EXTRACT TO READ.
_ _ _ _ _ _ _
He continued, “This is a progression of 40 years of plotting against the workers. My wife got fired from Detroit Medical Center after 32 years. People in this city are oppressed and depressed. Those of us in the more oppressed neighborhoods know that [Quicken Loans CEO and real estate tycoon Dan] Gilbert and the rich run the city.

“It’s capitalism, not democracy. They’re always telling us about democracy, but they don’t teach us about the real system, capitalism," Ray said.

Abby, a 51-year-old sanitation worker, said, “Working conditions are getting worse every year. We have more trucks broken down than ones that are actually running. They’re not spending money on this yard," Abby said.

“They want to turn us into a cash machine. They already privatized the incinerator. They want to hand over all our equipment, and they’re going to make a lot of money. And, it seems likely our health benefits are going to be taken away under the new company. That’s assuming they give me a job, which they might not,” she continued.

Abby related the privatization of city services to the attack on the DIA. “They said they wouldn’t sell the art and now they are doing it anyway. If the city tries to sell the art, we know they’ll be a long line of rich people wanting to buy it. They bailed out the auto companies and the banks, yet now there’s not even money for anything. Billionaires like Ilitch and Gilbert are going to run the city before a few more years have passed.”
_ _ _ _ _ _ _
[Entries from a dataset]
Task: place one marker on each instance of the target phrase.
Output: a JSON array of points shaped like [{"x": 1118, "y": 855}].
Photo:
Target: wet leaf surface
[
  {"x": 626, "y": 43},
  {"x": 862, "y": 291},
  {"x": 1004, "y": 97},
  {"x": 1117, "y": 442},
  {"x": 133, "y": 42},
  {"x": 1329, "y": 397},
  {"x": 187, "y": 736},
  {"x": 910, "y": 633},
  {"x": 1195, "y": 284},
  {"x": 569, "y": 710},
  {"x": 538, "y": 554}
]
_ _ _ _ _ _ _
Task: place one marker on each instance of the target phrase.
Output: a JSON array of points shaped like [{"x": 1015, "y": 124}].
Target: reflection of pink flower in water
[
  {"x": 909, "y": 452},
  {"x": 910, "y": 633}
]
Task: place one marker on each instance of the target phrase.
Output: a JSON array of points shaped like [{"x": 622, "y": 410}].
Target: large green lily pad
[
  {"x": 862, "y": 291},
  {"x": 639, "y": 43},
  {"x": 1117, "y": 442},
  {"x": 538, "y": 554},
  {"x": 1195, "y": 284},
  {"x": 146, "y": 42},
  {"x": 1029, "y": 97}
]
_ _ _ _ _ _ _
Answer these questions from the Detroit workers excerpt:
(a) After how many years was Ray's wife fired from Detroit Medical Center?
(b) How old is Abby, and what is her job?
(c) Which facility does Abby say has already been privatized?
The entries bear no relation to the Detroit workers excerpt.

(a) 32 years
(b) She is 51 and a sanitation worker.
(c) The incinerator